> Stored data:
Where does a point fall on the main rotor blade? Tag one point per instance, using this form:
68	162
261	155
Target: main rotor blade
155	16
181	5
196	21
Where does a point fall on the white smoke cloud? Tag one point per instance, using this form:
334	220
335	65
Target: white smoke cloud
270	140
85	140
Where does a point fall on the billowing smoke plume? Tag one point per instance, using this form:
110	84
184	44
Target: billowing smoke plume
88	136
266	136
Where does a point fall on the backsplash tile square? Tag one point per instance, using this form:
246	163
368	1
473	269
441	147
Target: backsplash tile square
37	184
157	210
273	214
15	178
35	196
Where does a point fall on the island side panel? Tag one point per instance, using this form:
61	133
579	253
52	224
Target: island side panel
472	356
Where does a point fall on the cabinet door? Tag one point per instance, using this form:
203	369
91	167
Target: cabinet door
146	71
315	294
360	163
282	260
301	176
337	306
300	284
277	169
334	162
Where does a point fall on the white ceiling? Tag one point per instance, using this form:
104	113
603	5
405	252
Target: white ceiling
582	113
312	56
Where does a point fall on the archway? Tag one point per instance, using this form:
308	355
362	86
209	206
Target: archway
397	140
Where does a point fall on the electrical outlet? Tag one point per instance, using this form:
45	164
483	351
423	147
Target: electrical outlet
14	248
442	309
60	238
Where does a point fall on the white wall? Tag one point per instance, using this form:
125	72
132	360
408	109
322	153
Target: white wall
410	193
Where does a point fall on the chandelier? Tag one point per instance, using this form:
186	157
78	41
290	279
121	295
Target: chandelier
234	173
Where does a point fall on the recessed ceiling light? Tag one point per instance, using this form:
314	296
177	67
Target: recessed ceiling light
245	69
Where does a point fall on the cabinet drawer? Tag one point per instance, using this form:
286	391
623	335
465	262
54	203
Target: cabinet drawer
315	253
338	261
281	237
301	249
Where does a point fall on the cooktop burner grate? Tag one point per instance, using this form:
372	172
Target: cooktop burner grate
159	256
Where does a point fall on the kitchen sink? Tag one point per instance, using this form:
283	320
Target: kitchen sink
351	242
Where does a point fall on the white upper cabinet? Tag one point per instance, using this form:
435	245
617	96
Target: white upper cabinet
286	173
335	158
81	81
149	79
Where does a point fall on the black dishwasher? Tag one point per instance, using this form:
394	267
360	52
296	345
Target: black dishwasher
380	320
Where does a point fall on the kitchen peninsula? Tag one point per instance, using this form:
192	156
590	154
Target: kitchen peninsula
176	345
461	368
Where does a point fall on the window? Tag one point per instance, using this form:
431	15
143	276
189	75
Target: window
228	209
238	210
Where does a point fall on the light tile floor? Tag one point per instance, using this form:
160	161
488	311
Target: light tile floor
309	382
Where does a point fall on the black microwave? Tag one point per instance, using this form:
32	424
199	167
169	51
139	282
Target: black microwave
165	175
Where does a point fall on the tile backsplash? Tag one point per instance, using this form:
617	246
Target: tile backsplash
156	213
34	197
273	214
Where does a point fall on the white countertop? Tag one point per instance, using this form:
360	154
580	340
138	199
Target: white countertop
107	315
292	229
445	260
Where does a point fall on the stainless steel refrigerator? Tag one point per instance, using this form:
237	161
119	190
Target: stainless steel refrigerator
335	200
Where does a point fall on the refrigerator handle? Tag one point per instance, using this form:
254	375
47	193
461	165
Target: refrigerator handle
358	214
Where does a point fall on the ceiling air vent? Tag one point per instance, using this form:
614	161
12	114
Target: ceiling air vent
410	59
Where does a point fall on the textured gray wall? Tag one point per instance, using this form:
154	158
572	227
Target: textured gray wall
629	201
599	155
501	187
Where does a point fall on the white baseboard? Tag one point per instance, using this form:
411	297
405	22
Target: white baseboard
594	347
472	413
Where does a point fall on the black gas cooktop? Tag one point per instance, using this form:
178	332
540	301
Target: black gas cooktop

> WHAT IS REQUIRED:
Rescale the part of the listing that opens with the line containing "Where does a point fall on the white baseboard?" and runs through the end of the listing. Write all of it again with the requests unchanged, and multiply each answer point coordinate by 0.35, rounding to whole numbers with halves going up.

> ANSWER TO THIS EXERCISE:
Where does a point fall on the white baseboard? Tag one point per instance, using this form:
411	297
405	22
Target: white baseboard
208	121
165	145
Where does a point fall on the black gas cooktop? Tag one point per instance, using this form:
178	332
540	301
Target: black gas cooktop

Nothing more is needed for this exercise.